■ WHAT IS EXPECTED
Below are some records; copy each line in them that contains "Category".

■ SOURCE RECORDS
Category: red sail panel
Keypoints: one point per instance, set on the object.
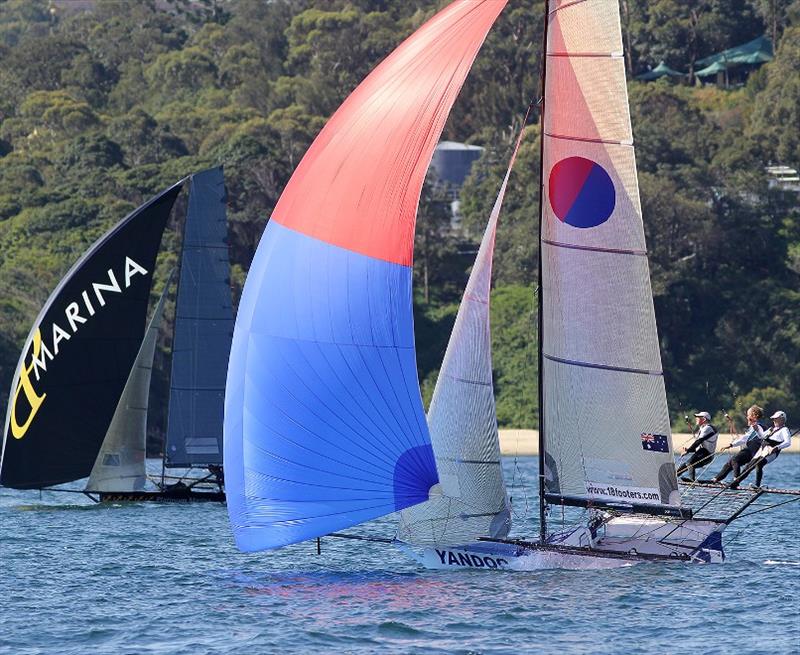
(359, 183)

* * *

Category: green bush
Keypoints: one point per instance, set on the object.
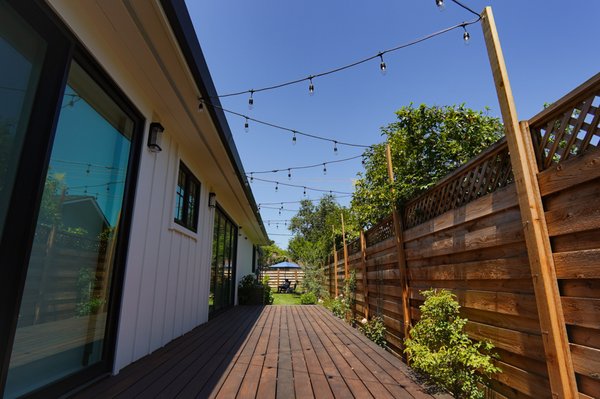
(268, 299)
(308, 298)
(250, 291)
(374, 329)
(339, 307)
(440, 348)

■ TASK RESULT
Category: red sail panel
Category: green bush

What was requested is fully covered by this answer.